## DOCUMENT SECTION
·····

Meanwhile, Apple’s newly announced (and $3,499) Vision Pro headset – a self-contained, standalone VR/AR device that Apple is positioning as a full spatial computer – isn’t arriving until 2024, but it stands as the highest-priced and highest-resolution experience on the horizon. Based on an early first demo, the hardware definitely impresses, but the software remains more of an unknown. At this point, Apple’s device is very much a wait-and-see product, although its ability to run all sorts of iPad apps and have multiple 3D apps open at once could make it a unique option for someone with a giant wallet.
The Vision Pro isn’t the only mixed reality VR headset out there: Expect more in this category, which blends VR with video of your surroundings using color passthrough cameras that feels almost like augmented reality. Apple’s technology already looks to be the best, but the $1,000 Meta Quest Pro also has color cameras and eye tracking, although its passthrough cameras are far lower-res than the Vision Pro. And Meta’s less expensive upcoming Quest 3 promises to handle mixed reality even better, with added depth sensors. The $1,100 HTC Vive XR Elite is a similar type of product that’s even smaller, but doesn’t have included eye tracking and software that didn’t feel perfected when we tried one.

·····

## DATA PROVIDED
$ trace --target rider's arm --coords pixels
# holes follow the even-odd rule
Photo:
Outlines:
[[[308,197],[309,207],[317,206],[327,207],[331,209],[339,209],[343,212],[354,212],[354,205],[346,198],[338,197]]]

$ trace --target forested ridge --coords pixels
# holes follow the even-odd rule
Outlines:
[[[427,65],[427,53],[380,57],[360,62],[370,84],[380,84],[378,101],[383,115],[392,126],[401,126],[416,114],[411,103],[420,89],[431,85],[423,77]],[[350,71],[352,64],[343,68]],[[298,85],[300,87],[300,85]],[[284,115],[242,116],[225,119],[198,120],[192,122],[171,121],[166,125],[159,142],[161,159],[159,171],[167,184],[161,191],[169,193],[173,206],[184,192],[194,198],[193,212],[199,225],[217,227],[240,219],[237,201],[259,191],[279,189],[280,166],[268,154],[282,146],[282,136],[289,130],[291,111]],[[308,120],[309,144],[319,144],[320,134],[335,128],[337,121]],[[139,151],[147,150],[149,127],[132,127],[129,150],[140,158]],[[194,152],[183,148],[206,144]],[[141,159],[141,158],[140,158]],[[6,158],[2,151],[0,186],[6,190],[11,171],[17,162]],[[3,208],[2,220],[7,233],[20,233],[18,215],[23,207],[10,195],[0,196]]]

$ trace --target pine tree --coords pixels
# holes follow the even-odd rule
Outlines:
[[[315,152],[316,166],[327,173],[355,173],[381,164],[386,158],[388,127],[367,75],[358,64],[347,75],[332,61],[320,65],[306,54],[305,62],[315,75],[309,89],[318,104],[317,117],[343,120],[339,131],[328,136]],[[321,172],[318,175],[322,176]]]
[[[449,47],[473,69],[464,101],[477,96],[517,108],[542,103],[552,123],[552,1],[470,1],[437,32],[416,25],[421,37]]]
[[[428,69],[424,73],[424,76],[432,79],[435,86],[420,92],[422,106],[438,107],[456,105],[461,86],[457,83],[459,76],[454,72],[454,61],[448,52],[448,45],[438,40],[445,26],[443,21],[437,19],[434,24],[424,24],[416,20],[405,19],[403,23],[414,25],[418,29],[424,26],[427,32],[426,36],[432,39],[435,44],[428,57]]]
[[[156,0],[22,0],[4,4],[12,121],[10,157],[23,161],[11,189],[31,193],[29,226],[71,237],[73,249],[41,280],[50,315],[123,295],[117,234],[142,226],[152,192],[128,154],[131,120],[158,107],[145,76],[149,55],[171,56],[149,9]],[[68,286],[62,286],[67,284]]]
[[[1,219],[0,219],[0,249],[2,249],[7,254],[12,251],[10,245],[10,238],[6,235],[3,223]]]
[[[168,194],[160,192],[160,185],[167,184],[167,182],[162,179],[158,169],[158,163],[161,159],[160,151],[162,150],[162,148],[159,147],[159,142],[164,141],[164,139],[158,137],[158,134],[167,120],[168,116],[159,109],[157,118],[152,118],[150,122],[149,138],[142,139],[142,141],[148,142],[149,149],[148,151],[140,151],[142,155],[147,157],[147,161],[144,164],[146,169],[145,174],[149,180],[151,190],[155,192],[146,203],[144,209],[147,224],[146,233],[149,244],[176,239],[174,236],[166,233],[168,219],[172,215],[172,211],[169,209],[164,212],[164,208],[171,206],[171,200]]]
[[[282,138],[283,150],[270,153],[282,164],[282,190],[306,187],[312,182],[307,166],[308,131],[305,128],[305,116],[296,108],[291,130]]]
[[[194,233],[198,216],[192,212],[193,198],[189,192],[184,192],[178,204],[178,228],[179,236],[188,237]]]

·····

## AIM A
In the passage on VR headsets, rewrite the portion that begins at the words "Meanwhile, Apple’s newly" and stops after "a giant wallet.", substituting "budget" for "wallet".
## AIM B
Translate this sentence from the passage on VR headsets into Spanish: "Based on an early first demo, the hardware definitely impresses, but the software remains more of an unknown."
## AIM C
Write the next part of the passage on VR headsets, picking up after its final sentence.

## FINAL RESULT A
Meanwhile, Apple’s newly announced (and $3,499) Vision Pro headset – a self-contained, standalone VR/AR device that Apple is positioning as a full spatial computer – isn’t arriving until 2024, but it stands as the highest-priced and highest-resolution experience on the horizon. Based on an early first demo, the hardware definitely impresses, but the software remains more of an unknown. At this point, Apple’s device is very much a wait-and-see product, although its ability to run all sorts of iPad apps and have multiple 3D apps open at once could make it a unique option for someone with a giant budget.

## FINAL RESULT B
Según una primera demostración temprana, el hardware sin duda impresiona, pero el software sigue siendo más bien una incógnita.

## FINAL RESULT C
The cost of a new VR headset is going up these days, clearly. If price is your biggest concern, the Quest 2 still offers the best value in VR: a completely wireless experience, with access to a great library of fantastic games. It can also be connected to a PC to play games, such as Half-Life: Alyx, or to run a variety of PC VR applications. Meta keeps improving its software over time with added extras.
Anyone in the VR and AR industry who’s looking to explore next-gen face tracking or mixed reality ahead of the Vision Pro might consider the Quest Pro, but anyone else should wait for the Quest 3.
VR’s strongest applications tend to be gaming and fitness. For fitness, a standalone headset like the Quest 2 is practically mandatory, to avoid wire tangles and make sure you can move around.
Qualcomm has been making headway on a wave of VR and AR headsets that plug right in to phones, but at the moment the software for these devices is a work in progress. Apple’s upcoming Vision Pro doesn’t work with iPhones yet, and is designed to be more of a home work device than something fully mobile.
Meanwhile, Samsung, Google and Qualcomm have announced a partnership for future products, suggesting a mixed-reality headset could be arriving in the next few years. If you want a phone-connected device, you probably should wait and see how Samsung and Google’s future products shake out.
If you’re a PC gamer, a PC-connected VR headset still offers the most versatile collection of software for an immersive VR experience, and it also lets you use that headset for creative and business tools. Note that a more powerful VR system will still be largely tethered to a desktop or laptop and may require external sensors. Valve hasn’t had any new VR hardware in a while, and it’ll be interesting to see if anything new gets announced anytime soon.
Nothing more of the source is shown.